### Material for the task
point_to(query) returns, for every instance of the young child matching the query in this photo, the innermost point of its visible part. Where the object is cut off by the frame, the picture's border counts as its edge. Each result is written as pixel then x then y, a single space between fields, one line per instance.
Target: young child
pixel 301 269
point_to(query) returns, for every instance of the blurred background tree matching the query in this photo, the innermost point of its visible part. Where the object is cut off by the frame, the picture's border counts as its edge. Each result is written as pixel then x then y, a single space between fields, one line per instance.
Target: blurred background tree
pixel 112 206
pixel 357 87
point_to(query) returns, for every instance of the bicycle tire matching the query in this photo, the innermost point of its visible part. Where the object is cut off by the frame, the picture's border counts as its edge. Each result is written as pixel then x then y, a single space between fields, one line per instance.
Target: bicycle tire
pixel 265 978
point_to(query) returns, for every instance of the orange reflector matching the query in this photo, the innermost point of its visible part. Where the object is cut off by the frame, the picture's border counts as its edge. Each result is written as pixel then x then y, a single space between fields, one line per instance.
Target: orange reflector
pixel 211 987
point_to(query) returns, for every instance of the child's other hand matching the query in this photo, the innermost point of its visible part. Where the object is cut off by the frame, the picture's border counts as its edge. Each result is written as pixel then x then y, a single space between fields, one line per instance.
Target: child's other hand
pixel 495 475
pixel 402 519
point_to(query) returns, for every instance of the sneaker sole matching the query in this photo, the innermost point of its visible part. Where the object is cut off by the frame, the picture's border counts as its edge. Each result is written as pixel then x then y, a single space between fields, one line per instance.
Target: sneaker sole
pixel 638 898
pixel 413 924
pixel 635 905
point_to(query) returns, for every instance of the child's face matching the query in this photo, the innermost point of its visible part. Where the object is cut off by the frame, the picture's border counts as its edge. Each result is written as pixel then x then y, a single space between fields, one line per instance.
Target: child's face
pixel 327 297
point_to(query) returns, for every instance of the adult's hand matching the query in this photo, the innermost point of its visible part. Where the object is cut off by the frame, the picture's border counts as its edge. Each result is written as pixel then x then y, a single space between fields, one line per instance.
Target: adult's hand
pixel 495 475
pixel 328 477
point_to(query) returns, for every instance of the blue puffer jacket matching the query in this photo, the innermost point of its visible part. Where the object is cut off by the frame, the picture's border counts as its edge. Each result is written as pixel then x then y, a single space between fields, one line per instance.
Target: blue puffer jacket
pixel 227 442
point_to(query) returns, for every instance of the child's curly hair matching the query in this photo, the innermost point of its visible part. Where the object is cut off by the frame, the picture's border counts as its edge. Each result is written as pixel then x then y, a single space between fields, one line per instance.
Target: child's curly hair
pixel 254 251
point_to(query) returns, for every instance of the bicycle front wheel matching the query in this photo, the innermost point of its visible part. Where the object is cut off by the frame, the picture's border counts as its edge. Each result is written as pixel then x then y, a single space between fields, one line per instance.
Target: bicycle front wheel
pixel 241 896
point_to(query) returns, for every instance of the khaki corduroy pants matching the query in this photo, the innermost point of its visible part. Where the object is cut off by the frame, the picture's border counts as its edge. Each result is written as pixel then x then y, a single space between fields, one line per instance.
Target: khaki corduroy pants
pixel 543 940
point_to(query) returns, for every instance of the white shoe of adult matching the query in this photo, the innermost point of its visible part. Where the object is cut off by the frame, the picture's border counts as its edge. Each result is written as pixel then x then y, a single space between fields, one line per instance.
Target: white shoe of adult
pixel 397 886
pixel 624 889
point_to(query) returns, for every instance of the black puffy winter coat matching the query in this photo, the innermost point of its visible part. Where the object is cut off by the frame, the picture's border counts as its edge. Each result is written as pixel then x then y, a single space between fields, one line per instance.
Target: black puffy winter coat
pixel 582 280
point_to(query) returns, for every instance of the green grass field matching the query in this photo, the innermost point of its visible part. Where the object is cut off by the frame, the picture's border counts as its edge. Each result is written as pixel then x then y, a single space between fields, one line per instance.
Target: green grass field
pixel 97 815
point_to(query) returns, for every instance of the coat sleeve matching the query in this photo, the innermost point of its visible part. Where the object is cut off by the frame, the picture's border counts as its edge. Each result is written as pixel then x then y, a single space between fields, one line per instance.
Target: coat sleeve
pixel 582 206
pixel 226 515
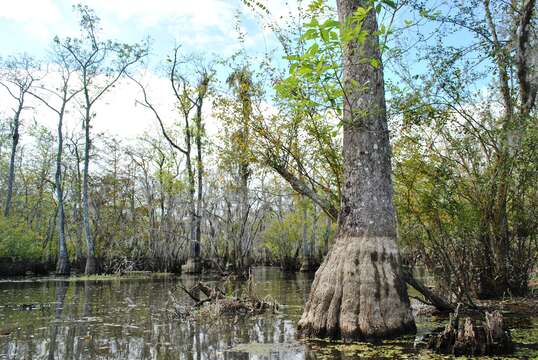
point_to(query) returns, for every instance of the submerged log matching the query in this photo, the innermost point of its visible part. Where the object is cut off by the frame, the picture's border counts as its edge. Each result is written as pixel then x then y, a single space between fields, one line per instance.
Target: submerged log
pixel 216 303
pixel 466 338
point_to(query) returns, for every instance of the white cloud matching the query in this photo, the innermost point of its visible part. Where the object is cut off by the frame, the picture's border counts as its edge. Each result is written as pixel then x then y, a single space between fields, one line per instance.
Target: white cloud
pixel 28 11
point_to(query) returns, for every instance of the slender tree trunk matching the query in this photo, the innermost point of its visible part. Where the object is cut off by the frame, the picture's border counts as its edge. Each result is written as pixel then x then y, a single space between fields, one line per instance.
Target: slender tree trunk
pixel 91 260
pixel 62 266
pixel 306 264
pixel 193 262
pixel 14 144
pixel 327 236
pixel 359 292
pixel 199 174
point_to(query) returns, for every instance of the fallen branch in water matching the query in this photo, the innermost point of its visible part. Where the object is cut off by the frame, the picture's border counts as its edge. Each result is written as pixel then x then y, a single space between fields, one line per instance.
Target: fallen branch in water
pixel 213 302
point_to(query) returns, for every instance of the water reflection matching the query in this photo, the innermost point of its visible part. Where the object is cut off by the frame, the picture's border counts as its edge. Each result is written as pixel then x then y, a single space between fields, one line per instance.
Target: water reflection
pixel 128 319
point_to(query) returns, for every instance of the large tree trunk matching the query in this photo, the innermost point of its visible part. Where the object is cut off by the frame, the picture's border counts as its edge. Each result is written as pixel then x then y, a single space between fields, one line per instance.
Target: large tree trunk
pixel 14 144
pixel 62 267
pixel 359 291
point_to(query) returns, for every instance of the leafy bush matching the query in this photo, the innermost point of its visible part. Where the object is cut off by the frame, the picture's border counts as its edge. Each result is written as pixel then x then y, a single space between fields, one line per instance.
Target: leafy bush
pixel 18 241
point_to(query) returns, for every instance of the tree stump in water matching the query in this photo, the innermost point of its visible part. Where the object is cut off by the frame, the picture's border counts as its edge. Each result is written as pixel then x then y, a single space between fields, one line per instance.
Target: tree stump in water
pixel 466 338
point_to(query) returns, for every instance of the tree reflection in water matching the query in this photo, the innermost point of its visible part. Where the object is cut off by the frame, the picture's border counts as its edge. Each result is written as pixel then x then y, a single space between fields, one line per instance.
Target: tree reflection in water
######
The reply must match the records exactly, apart from the pictures, which are left out.

**Solution for this task**
point_to(query) returns, for every instance of the young child matching the query in this photo, the innermost point of its visible part. Where the object is cut off by the frame, the picture's border counts as its edge. Each result is written as pixel then x then y, a single space between fields, one line per instance.
Target: young child
pixel 301 269
point_to(query) returns, for every instance of the blurred background tree matching the query in this photo, the innermost point of its visible part. Where the object is cut off by the frame, the picture's border counts as its edge. Each result is written as pixel then x then y, a single space between fields, one line per instance.
Target: blurred background tree
pixel 112 206
pixel 357 87
point_to(query) returns, for every instance of the bicycle tire matching the query in this photo, the innermost point of its visible part. Where the object is cut off by the frame, the picture's border counts as its edge. Each result is written as pixel then x then y, a single space between fields, one line per instance.
Target: bicycle tire
pixel 265 978
point_to(query) returns, for every instance of the orange reflector matching the query in this photo, the innermost point of its visible part. Where the object is cut off by the frame, the picture's border counts as its edge. Each result is written as pixel then x then y, a single space between fields, one line per instance.
Target: orange reflector
pixel 211 987
point_to(query) returns, for every instance of the child's other hand matching the query in this photo, the innermost point of its visible part. Where the object is cut off by the frame, the picture's border counts as its edge. Each result is written as pixel then x then y, a single space between fields, one line per instance.
Target: child's other hand
pixel 495 475
pixel 402 519
point_to(query) returns, for every instance of the sneaker sole matching the query in this photo, the innermost point of its visible part. Where the object is cut off by the frame, the picture's border counts as its edge. Each result is written as pixel then x then y, a single space between fields, one line per instance.
Target: sneaker sole
pixel 638 898
pixel 413 924
pixel 635 905
point_to(query) returns, for every instance of the child's face matching the query in this photo, the innermost point of its visible part. Where the object is cut off by the frame, the picture's border counts as its edge. Each result is written as pixel then x then y, a single space between fields, one line per instance.
Target: child's face
pixel 327 297
point_to(query) returns, for every instance of the adult's hand matching the query in this photo, the innermost point of its visible part. Where the object is cut off by the frame, the picture's border counts as its edge. Each result is written as pixel then x then y, a single space between fields, one line per instance.
Target: adult's hand
pixel 495 475
pixel 328 477
point_to(query) returns, for every instance of the blue puffer jacket matching the query in this photo, the innermost point of its visible part. Where the object is cut off by the frame, the picture's border counts as its edge. Each result is written as pixel then x then y, a single space between fields, one line per instance.
Target: blue puffer jacket
pixel 227 442
point_to(query) returns, for every instance of the child's curly hair matching the query in this photo, the innermost point of its visible part. Where the object is cut off by the frame, the picture's border counts as its edge. Each result is written as pixel then x then y, a single space between fields, one line per instance.
Target: child's curly hair
pixel 254 251
point_to(query) returns, for every instance of the bicycle front wheel matching the query in this photo, the innermost point of its visible part. Where the object is cut off by the frame, the picture's border counts as its edge. Each result is written as pixel then x then y, a single space between fields, one line per instance.
Target: bicycle front wheel
pixel 241 896
point_to(query) returns, for every instance of the khaki corduroy pants matching the query in this photo, the innermost point of its visible part. Where the object is cut off by the frame, the picture's border counts as its edge. Each result is written as pixel then x then y, a single space between fields, one line per instance.
Target: khaki corduroy pants
pixel 543 940
point_to(query) returns, for every instance of the white shoe of adult matching the query in this photo, the innermost point of its visible part. Where the object is cut off by the frame, the picture's border counts as its edge. Each result is written as pixel then x then y, a single space between fields, one line per instance.
Target: white shoe of adult
pixel 397 886
pixel 624 889
point_to(query) returns, for every instance of the black puffy winter coat matching the query in this photo, the innermost point of its visible part. Where the object is cut off by the frame, the picture's border counts as its edge. Each result is written as pixel then x then y, a single space between fields, one line per instance.
Target: black puffy winter coat
pixel 582 280
point_to(query) returns, for every instance of the green grass field matching the query in this photo, the innermost point of its visible part. Where the object is cut off by the frame, the picture's border counts as its edge. Each result is written as pixel then x then y, a single space between fields, one line per instance.
Target: green grass field
pixel 97 815
point_to(query) returns, for every instance of the coat sleeve matching the query in this photo, the innermost point of its visible part. Where the object is cut off by the frame, the picture's border counts as its edge. Each result is written as pixel then x then y, a single space between fields, one line per instance.
Target: coat sleeve
pixel 582 206
pixel 226 515
point_to(query) returns, for every instance of the submerged log matching the query in this photo, the innermost point of its visible part. Where the object is cut off by the frame, the picture's border counts as its edge. Each result is written as pixel then x then y, a single space between fields, one line per instance.
Target: submerged log
pixel 216 303
pixel 466 338
point_to(query) returns, for every instance of the white cloud matching the query in this photo, the innermost point of its visible part. Where the object is cut off by the frame, the picture's border counts as its edge. Each result is written as pixel then x then y, a single space between fields, one line per instance.
Target: white cloud
pixel 28 11
point_to(query) returns, for every instance of the slender tree trunk matching the query in this photo, the innermost point of its visible part. Where the object is cut off by the frame, the picture's border counts as its edge. Each result is written as pixel then x then y, a single space between fields, one line per instance.
Target: slender tree trunk
pixel 91 260
pixel 62 266
pixel 306 264
pixel 193 262
pixel 14 144
pixel 327 236
pixel 359 292
pixel 199 174
point_to(query) returns, for every instance of the fallen branch in water matching the query in this photo, the innermost point of its visible part. Where the object is cut off by the frame, the picture's border counts as its edge. Each result is written as pixel then x then y, a single space between fields, one line per instance.
Target: fallen branch in water
pixel 213 302
point_to(query) returns, for every instance of the water reflection matching the query in this photo, the innermost point of its visible part. Where the object is cut off by the frame, the picture's border counts as its edge. Each result is written as pixel then x then y, a single space between fields, one line per instance.
Target: water reflection
pixel 128 319
point_to(query) returns, for every instance of the large tree trunk matching the query in this photo, the innermost point of its visible part. Where the object is cut off by the frame, the picture's border counts as its edge. Each result is written as pixel then x then y, a single space between fields, one line per instance.
Target: large tree trunk
pixel 14 144
pixel 62 267
pixel 359 291
point_to(query) returns, for every instance of the leafy bush matching the query in this photo, the innermost point of its visible part. Where the object is cut off by the frame, the picture's border counts as its edge. Each result is written as pixel then x then y, a single space between fields, one line per instance.
Target: leafy bush
pixel 18 241
point_to(query) returns, for every instance of the tree stump in water matching the query in this photo, the innermost point of its visible part. Where the object is cut off by the frame, the picture's border counts as its edge. Each result is written as pixel then x then y, a single space between fields, one line per instance.
Target: tree stump in water
pixel 466 338
point_to(query) returns, for every instance of the tree reflection in water matching the query in this photo, the innermost point of its visible part. Where the object is cut off by the frame, the picture's border counts as its edge. Each result is written as pixel then x then y, a single space between fields, one line per instance.
Target: tree reflection in water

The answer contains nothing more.